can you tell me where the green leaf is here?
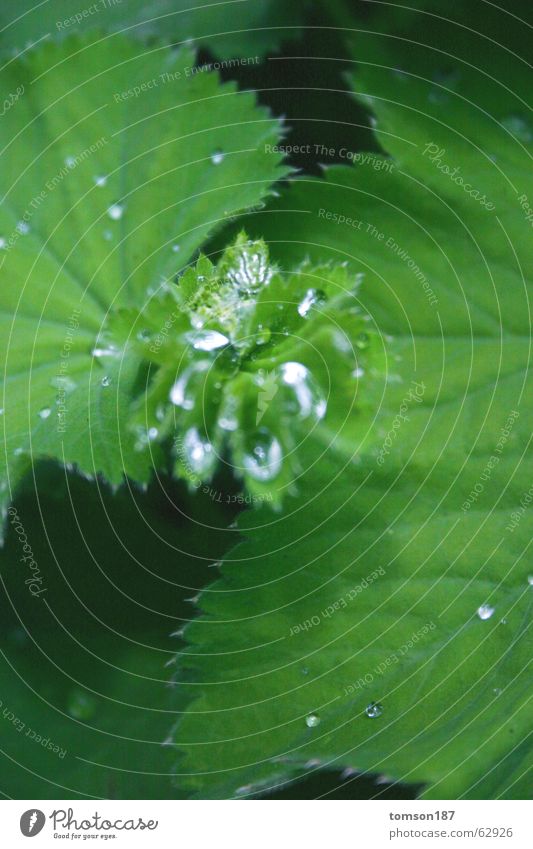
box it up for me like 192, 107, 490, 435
0, 34, 285, 529
0, 464, 233, 798
170, 27, 533, 798
0, 0, 302, 59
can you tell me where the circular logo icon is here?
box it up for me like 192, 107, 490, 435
20, 810, 46, 837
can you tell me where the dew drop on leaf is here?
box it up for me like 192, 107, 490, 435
235, 784, 253, 796
211, 150, 225, 165
219, 413, 238, 432
38, 407, 51, 420
365, 701, 383, 718
17, 221, 30, 235
243, 429, 282, 481
305, 714, 320, 728
50, 375, 77, 393
101, 376, 111, 387
297, 288, 326, 318
92, 345, 117, 359
169, 360, 210, 409
94, 174, 107, 187
279, 362, 327, 420
341, 767, 359, 779
107, 203, 124, 220
189, 330, 229, 351
255, 327, 271, 345
477, 604, 495, 621
182, 427, 216, 476
172, 243, 181, 252
355, 331, 370, 350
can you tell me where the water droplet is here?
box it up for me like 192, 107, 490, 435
279, 362, 327, 420
134, 425, 159, 452
365, 701, 383, 718
51, 375, 77, 393
352, 367, 364, 379
235, 784, 253, 796
0, 237, 6, 249
67, 689, 97, 720
528, 576, 533, 586
182, 427, 216, 476
501, 114, 532, 142
103, 229, 113, 241
17, 221, 30, 235
92, 345, 117, 358
219, 415, 238, 432
101, 376, 111, 387
477, 604, 495, 621
169, 360, 210, 409
297, 288, 326, 318
188, 330, 229, 352
301, 667, 309, 676
305, 714, 320, 728
65, 155, 76, 168
341, 767, 359, 779
38, 407, 51, 420
255, 327, 271, 346
211, 150, 225, 165
172, 243, 180, 253
493, 687, 503, 696
107, 203, 124, 220
355, 331, 370, 350
243, 428, 282, 482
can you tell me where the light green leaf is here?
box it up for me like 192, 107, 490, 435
0, 34, 285, 527
171, 30, 533, 798
0, 0, 302, 59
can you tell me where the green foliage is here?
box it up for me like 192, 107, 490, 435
170, 20, 533, 798
0, 0, 302, 58
1, 0, 532, 803
0, 35, 285, 531
107, 233, 377, 504
0, 466, 234, 798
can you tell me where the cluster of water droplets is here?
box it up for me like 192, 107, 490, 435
106, 236, 372, 500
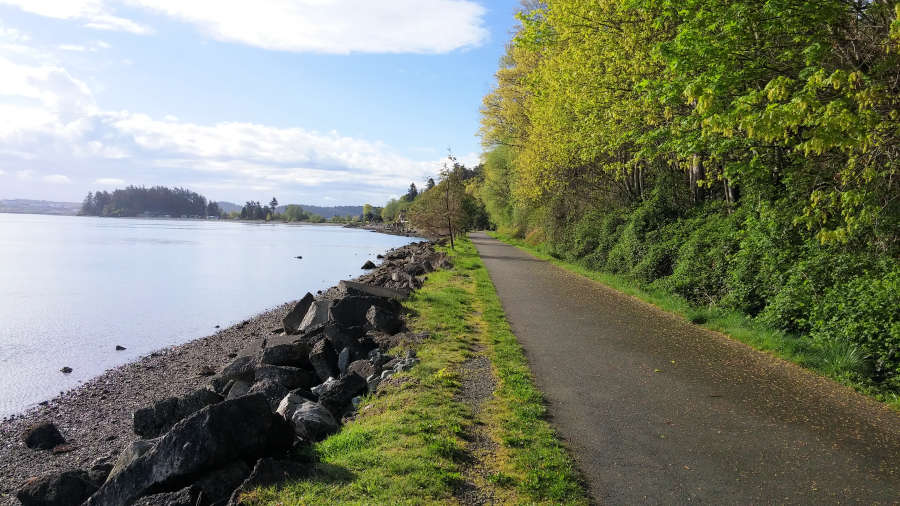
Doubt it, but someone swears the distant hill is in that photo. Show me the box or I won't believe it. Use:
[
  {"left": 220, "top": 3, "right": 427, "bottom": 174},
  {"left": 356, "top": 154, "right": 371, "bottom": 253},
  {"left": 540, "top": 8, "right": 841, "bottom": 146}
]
[
  {"left": 217, "top": 202, "right": 363, "bottom": 219},
  {"left": 0, "top": 199, "right": 80, "bottom": 216}
]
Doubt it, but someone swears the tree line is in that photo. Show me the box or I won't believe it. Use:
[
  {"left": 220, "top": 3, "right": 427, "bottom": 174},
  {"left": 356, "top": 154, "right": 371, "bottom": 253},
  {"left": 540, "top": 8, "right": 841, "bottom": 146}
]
[
  {"left": 80, "top": 186, "right": 211, "bottom": 218},
  {"left": 474, "top": 1, "right": 899, "bottom": 395}
]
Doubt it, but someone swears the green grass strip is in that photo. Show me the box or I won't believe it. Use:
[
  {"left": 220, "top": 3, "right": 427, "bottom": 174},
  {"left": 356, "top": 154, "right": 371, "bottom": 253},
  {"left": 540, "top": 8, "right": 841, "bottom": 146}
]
[{"left": 244, "top": 236, "right": 588, "bottom": 504}]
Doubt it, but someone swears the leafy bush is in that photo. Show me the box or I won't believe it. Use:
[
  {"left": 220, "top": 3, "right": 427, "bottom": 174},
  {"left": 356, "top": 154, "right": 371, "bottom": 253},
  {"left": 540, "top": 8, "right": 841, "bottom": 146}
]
[
  {"left": 605, "top": 191, "right": 676, "bottom": 275},
  {"left": 657, "top": 211, "right": 740, "bottom": 305},
  {"left": 810, "top": 266, "right": 900, "bottom": 386}
]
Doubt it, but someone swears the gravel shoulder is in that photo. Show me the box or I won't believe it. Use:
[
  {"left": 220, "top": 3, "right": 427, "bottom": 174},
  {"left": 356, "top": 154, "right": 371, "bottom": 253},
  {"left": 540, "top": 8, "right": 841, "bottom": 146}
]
[
  {"left": 0, "top": 301, "right": 292, "bottom": 504},
  {"left": 471, "top": 231, "right": 900, "bottom": 504}
]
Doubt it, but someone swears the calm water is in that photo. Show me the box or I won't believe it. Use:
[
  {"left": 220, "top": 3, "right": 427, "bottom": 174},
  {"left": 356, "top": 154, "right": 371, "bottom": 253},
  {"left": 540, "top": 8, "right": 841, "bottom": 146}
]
[{"left": 0, "top": 214, "right": 417, "bottom": 418}]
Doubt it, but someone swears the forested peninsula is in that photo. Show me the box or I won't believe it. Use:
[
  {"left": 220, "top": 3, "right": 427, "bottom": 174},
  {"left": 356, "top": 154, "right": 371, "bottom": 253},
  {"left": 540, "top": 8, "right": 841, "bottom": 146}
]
[{"left": 413, "top": 1, "right": 900, "bottom": 400}]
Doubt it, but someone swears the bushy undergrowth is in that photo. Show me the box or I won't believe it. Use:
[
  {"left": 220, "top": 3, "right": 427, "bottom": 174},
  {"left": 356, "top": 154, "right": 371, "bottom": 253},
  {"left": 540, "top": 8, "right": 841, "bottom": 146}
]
[{"left": 527, "top": 194, "right": 900, "bottom": 397}]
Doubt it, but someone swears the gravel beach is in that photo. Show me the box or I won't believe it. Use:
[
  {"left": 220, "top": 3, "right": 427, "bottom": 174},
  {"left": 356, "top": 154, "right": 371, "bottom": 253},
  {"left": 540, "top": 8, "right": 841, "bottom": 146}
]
[{"left": 0, "top": 300, "right": 294, "bottom": 504}]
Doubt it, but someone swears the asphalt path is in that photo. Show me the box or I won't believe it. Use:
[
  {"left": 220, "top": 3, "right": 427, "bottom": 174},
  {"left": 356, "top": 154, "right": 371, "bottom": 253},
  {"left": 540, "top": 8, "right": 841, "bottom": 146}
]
[{"left": 470, "top": 232, "right": 900, "bottom": 505}]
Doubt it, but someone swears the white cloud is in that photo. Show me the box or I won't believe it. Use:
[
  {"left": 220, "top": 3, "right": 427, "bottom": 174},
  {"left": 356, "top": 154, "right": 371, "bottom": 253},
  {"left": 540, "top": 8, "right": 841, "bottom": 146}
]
[
  {"left": 16, "top": 169, "right": 34, "bottom": 180},
  {"left": 129, "top": 0, "right": 488, "bottom": 53},
  {"left": 0, "top": 0, "right": 151, "bottom": 34},
  {"left": 0, "top": 56, "right": 448, "bottom": 202},
  {"left": 43, "top": 173, "right": 72, "bottom": 183},
  {"left": 94, "top": 177, "right": 124, "bottom": 185},
  {"left": 58, "top": 44, "right": 87, "bottom": 52},
  {"left": 1, "top": 0, "right": 486, "bottom": 53},
  {"left": 0, "top": 169, "right": 6, "bottom": 175}
]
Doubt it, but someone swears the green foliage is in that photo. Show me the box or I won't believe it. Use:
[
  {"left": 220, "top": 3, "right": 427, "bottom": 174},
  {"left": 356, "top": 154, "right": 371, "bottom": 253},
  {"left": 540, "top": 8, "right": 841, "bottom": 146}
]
[
  {"left": 810, "top": 268, "right": 900, "bottom": 385},
  {"left": 478, "top": 0, "right": 900, "bottom": 395}
]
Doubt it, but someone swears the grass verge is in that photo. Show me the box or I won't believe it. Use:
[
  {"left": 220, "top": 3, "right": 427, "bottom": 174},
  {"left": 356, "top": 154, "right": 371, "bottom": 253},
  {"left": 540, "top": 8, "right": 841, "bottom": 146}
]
[
  {"left": 243, "top": 237, "right": 588, "bottom": 505},
  {"left": 489, "top": 231, "right": 900, "bottom": 411}
]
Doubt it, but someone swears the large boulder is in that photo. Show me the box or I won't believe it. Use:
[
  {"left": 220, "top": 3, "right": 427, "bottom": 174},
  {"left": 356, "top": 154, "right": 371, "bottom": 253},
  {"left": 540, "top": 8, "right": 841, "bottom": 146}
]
[
  {"left": 347, "top": 359, "right": 377, "bottom": 380},
  {"left": 338, "top": 280, "right": 409, "bottom": 300},
  {"left": 290, "top": 402, "right": 339, "bottom": 442},
  {"left": 107, "top": 439, "right": 157, "bottom": 484},
  {"left": 22, "top": 422, "right": 66, "bottom": 450},
  {"left": 132, "top": 486, "right": 200, "bottom": 506},
  {"left": 308, "top": 339, "right": 338, "bottom": 382},
  {"left": 255, "top": 365, "right": 314, "bottom": 390},
  {"left": 361, "top": 260, "right": 376, "bottom": 269},
  {"left": 298, "top": 300, "right": 332, "bottom": 334},
  {"left": 317, "top": 373, "right": 367, "bottom": 417},
  {"left": 260, "top": 343, "right": 310, "bottom": 369},
  {"left": 337, "top": 347, "right": 352, "bottom": 376},
  {"left": 17, "top": 470, "right": 99, "bottom": 506},
  {"left": 85, "top": 394, "right": 293, "bottom": 506},
  {"left": 228, "top": 458, "right": 308, "bottom": 506},
  {"left": 282, "top": 293, "right": 315, "bottom": 334},
  {"left": 329, "top": 296, "right": 397, "bottom": 328},
  {"left": 246, "top": 379, "right": 289, "bottom": 410},
  {"left": 225, "top": 379, "right": 252, "bottom": 400},
  {"left": 193, "top": 461, "right": 251, "bottom": 505},
  {"left": 220, "top": 355, "right": 256, "bottom": 382},
  {"left": 133, "top": 389, "right": 223, "bottom": 438},
  {"left": 366, "top": 305, "right": 402, "bottom": 334}
]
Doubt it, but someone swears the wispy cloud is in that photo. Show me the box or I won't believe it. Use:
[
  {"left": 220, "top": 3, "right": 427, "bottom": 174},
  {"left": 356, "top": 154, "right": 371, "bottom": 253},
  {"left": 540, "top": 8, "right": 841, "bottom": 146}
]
[
  {"left": 0, "top": 0, "right": 152, "bottom": 34},
  {"left": 1, "top": 0, "right": 486, "bottom": 53},
  {"left": 94, "top": 177, "right": 124, "bottom": 185},
  {"left": 42, "top": 174, "right": 72, "bottom": 184},
  {"left": 129, "top": 0, "right": 488, "bottom": 54},
  {"left": 0, "top": 55, "right": 451, "bottom": 202}
]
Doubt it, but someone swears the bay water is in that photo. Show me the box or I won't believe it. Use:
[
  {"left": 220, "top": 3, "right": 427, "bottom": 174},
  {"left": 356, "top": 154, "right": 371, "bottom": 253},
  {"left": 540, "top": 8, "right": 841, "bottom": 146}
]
[{"left": 0, "top": 214, "right": 417, "bottom": 418}]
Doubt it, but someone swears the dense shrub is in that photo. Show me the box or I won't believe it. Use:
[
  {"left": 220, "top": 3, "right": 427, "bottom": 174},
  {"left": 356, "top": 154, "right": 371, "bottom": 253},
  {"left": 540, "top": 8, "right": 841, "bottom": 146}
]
[
  {"left": 605, "top": 192, "right": 676, "bottom": 275},
  {"left": 656, "top": 211, "right": 740, "bottom": 305},
  {"left": 810, "top": 267, "right": 900, "bottom": 386}
]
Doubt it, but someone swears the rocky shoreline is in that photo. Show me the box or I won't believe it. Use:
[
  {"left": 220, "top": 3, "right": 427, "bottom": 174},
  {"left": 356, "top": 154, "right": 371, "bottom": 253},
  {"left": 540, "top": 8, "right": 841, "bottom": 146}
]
[{"left": 1, "top": 240, "right": 447, "bottom": 506}]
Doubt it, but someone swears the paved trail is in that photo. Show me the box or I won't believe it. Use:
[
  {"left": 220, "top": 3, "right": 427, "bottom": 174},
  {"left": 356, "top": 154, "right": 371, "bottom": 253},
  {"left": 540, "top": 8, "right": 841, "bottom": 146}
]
[{"left": 470, "top": 232, "right": 900, "bottom": 505}]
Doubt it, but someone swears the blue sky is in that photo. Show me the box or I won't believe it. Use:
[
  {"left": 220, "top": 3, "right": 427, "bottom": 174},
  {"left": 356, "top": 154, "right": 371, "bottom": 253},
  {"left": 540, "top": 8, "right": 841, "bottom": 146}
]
[{"left": 0, "top": 0, "right": 520, "bottom": 205}]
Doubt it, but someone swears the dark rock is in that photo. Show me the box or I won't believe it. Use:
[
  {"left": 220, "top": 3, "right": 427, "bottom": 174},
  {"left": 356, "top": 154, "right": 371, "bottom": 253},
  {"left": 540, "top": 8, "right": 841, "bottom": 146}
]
[
  {"left": 347, "top": 360, "right": 376, "bottom": 380},
  {"left": 228, "top": 458, "right": 308, "bottom": 506},
  {"left": 329, "top": 296, "right": 395, "bottom": 328},
  {"left": 282, "top": 293, "right": 315, "bottom": 335},
  {"left": 133, "top": 389, "right": 223, "bottom": 438},
  {"left": 87, "top": 460, "right": 113, "bottom": 486},
  {"left": 311, "top": 377, "right": 337, "bottom": 397},
  {"left": 320, "top": 324, "right": 366, "bottom": 355},
  {"left": 220, "top": 355, "right": 255, "bottom": 382},
  {"left": 17, "top": 470, "right": 98, "bottom": 506},
  {"left": 361, "top": 260, "right": 376, "bottom": 269},
  {"left": 317, "top": 373, "right": 367, "bottom": 417},
  {"left": 339, "top": 280, "right": 409, "bottom": 300},
  {"left": 308, "top": 339, "right": 338, "bottom": 382},
  {"left": 194, "top": 461, "right": 250, "bottom": 505},
  {"left": 290, "top": 401, "right": 339, "bottom": 442},
  {"left": 365, "top": 305, "right": 402, "bottom": 334},
  {"left": 225, "top": 379, "right": 252, "bottom": 400},
  {"left": 60, "top": 367, "right": 72, "bottom": 374},
  {"left": 198, "top": 364, "right": 216, "bottom": 376},
  {"left": 260, "top": 343, "right": 310, "bottom": 369},
  {"left": 107, "top": 439, "right": 157, "bottom": 483},
  {"left": 85, "top": 394, "right": 293, "bottom": 506},
  {"left": 247, "top": 379, "right": 289, "bottom": 410},
  {"left": 22, "top": 422, "right": 66, "bottom": 450},
  {"left": 366, "top": 374, "right": 381, "bottom": 393},
  {"left": 115, "top": 345, "right": 126, "bottom": 351},
  {"left": 255, "top": 365, "right": 315, "bottom": 390},
  {"left": 298, "top": 300, "right": 332, "bottom": 333},
  {"left": 337, "top": 347, "right": 351, "bottom": 376},
  {"left": 132, "top": 486, "right": 200, "bottom": 506},
  {"left": 403, "top": 262, "right": 426, "bottom": 276},
  {"left": 207, "top": 376, "right": 233, "bottom": 396}
]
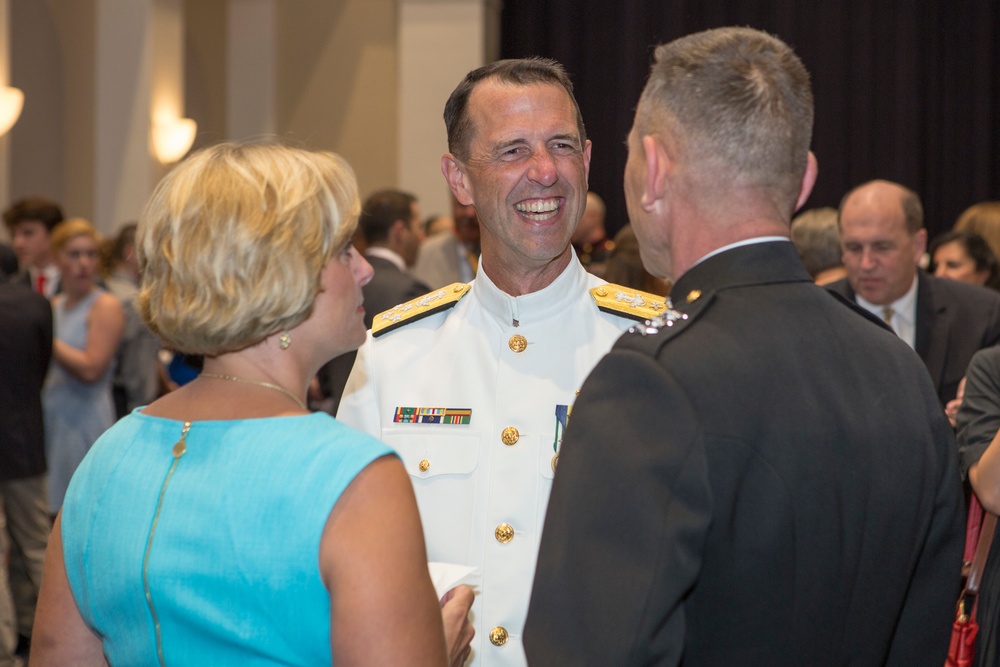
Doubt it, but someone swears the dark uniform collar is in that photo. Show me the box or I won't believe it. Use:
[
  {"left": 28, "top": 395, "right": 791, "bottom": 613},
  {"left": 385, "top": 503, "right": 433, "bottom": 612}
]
[{"left": 671, "top": 240, "right": 812, "bottom": 308}]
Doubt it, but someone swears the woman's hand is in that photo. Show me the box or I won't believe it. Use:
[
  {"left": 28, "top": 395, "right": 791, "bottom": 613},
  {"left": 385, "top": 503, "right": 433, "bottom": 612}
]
[
  {"left": 440, "top": 585, "right": 475, "bottom": 667},
  {"left": 945, "top": 376, "right": 967, "bottom": 428}
]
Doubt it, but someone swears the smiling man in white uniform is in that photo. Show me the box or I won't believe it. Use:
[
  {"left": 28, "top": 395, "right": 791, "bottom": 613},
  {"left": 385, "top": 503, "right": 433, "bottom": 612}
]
[{"left": 337, "top": 58, "right": 666, "bottom": 666}]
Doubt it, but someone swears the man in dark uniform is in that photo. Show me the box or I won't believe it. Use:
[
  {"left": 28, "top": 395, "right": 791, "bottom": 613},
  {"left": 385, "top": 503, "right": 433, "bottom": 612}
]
[{"left": 525, "top": 27, "right": 963, "bottom": 666}]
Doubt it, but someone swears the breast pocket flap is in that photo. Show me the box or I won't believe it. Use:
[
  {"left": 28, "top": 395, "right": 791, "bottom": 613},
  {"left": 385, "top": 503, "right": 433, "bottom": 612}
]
[{"left": 384, "top": 430, "right": 480, "bottom": 478}]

——————————

Return all lines from the entries that contain the string "gravel".

§ ANSWER BOX
Doubt it, but someone swears the gravel shoulder is in that photo. Show me the box or I won't believe it. Use:
Doubt it, but someone swears the gravel beach is in that photo. Show me the box or I won't believe it. Use:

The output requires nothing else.